▶ Set problem
Return every line of the records that contains the string "sparrow", matching case exactly.
--- --- ---
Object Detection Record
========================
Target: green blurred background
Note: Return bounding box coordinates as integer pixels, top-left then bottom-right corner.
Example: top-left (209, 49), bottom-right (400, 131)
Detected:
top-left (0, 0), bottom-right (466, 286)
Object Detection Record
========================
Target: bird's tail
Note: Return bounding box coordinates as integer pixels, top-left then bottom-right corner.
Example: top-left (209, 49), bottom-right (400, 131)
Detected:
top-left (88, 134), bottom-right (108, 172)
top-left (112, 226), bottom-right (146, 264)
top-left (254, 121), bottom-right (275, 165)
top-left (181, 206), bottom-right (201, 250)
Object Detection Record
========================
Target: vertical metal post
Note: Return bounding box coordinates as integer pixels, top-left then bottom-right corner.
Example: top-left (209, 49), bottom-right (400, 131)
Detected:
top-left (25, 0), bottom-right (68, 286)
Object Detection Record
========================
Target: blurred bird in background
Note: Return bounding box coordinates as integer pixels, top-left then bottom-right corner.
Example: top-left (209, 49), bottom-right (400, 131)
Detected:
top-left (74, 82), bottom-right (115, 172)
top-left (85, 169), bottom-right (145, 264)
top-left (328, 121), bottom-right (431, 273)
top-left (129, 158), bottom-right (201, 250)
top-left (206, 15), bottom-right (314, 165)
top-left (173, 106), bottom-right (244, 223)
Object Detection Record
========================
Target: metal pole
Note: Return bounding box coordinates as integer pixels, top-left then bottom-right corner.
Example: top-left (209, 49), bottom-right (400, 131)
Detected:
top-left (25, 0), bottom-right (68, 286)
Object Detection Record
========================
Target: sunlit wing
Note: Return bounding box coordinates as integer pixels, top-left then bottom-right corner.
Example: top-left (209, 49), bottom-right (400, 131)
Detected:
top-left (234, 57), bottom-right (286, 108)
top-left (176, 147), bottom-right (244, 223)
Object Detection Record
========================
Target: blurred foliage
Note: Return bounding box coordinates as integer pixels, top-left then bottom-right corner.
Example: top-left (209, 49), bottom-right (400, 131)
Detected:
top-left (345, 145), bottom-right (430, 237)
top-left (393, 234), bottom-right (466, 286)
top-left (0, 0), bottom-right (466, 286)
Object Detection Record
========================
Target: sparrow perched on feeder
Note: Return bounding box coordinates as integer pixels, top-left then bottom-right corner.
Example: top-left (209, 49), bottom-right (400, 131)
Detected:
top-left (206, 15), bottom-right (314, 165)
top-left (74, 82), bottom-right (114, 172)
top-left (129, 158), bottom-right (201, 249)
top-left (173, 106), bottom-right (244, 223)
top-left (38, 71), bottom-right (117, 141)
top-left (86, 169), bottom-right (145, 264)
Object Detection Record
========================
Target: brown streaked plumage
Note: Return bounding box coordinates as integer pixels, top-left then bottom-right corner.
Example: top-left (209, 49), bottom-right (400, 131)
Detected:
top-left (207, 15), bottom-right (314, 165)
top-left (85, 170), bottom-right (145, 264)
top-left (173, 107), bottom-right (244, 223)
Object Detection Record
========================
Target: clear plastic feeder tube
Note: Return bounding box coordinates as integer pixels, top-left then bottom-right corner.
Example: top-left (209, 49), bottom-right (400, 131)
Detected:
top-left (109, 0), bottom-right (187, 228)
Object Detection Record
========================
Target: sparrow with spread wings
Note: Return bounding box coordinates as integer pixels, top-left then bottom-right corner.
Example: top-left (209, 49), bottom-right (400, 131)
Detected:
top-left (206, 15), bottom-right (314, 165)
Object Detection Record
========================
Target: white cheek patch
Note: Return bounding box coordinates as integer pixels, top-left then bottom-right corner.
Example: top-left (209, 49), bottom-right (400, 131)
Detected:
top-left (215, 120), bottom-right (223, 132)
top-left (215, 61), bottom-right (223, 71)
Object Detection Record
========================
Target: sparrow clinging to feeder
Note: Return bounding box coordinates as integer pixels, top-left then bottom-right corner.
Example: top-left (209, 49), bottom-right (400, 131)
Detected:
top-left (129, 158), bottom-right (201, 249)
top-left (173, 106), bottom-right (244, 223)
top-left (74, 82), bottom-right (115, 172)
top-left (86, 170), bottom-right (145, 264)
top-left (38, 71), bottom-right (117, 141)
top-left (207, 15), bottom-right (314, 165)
--- --- ---
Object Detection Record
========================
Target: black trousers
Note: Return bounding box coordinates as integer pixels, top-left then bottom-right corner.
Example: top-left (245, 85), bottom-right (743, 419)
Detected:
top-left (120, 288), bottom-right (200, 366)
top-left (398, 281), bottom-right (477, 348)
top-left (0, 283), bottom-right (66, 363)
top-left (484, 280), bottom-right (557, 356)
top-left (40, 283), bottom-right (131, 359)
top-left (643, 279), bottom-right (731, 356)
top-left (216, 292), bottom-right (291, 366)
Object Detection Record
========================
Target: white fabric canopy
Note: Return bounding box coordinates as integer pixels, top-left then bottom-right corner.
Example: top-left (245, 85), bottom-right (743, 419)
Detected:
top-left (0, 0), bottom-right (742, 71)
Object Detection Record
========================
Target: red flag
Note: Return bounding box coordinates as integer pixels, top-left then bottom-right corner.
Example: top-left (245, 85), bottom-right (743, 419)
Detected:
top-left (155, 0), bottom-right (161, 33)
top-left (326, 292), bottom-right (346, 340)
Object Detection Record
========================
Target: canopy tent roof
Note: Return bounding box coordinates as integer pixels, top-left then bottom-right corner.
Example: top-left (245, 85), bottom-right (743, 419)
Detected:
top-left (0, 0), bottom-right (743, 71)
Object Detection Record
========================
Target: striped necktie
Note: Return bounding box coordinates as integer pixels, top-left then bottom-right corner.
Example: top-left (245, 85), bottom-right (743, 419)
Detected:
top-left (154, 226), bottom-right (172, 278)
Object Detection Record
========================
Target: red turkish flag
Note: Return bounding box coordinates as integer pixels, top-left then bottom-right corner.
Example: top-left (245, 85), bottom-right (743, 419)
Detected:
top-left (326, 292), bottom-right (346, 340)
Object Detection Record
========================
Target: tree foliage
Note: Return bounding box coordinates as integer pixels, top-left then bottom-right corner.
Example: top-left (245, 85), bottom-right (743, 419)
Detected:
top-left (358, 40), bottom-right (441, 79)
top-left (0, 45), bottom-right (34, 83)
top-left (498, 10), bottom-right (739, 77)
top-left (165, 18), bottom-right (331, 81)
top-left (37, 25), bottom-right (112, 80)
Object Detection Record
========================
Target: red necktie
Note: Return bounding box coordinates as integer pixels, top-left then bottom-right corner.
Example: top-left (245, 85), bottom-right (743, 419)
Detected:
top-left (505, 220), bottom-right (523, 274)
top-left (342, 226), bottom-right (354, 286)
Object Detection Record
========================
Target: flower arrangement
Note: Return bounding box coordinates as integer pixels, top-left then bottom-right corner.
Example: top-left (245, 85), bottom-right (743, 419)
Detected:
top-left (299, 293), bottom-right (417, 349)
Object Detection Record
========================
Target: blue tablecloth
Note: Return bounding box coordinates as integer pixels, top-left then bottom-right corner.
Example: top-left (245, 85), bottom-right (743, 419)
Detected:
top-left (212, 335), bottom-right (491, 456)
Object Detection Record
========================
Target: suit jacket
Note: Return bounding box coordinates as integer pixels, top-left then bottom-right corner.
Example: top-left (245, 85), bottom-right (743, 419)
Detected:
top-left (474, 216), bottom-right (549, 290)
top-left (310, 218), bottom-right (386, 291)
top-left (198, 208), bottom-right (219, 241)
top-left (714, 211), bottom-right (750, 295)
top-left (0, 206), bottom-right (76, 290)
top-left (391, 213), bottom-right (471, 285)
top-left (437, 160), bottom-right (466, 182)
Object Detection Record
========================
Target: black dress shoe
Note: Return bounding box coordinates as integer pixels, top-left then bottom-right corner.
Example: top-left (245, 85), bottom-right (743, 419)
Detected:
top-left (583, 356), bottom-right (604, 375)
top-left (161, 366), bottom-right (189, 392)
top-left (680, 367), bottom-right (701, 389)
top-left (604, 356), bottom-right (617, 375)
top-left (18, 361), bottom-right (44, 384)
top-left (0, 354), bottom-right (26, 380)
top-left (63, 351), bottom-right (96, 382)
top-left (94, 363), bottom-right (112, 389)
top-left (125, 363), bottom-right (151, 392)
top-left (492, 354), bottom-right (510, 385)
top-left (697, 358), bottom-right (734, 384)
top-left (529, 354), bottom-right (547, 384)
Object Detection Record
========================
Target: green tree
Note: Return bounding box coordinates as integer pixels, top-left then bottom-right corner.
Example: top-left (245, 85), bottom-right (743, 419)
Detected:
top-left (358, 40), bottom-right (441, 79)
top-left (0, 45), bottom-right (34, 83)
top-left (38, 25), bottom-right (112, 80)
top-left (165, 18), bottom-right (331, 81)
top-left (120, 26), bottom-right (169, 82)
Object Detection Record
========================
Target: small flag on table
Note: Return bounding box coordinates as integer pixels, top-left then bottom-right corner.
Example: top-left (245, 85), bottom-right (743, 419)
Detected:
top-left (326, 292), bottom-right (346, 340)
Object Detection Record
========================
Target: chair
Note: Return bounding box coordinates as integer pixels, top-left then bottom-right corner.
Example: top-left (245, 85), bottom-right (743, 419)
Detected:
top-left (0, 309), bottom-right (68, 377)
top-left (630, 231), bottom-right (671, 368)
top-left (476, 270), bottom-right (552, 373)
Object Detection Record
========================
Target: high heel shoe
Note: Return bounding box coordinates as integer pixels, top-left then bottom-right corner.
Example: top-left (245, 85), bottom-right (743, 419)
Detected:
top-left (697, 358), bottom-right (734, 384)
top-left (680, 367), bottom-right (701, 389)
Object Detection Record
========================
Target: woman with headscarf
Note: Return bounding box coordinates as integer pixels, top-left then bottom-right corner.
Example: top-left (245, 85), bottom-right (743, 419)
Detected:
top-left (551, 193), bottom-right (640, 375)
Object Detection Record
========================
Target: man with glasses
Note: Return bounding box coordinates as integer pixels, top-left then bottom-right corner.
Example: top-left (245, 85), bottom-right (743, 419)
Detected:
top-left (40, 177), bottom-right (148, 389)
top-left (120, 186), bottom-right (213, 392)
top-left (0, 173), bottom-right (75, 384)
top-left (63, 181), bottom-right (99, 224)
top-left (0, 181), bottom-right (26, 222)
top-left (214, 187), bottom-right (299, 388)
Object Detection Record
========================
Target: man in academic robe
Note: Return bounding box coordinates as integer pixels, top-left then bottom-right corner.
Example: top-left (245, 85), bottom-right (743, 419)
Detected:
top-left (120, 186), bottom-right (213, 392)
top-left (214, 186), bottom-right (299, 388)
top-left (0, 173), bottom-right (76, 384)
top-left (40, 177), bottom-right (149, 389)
--- --- ---
▶ Exercise output
Target: sparrow perched on feeder
Target: sparrow with spread wings
Target: sparrow clinging to feeder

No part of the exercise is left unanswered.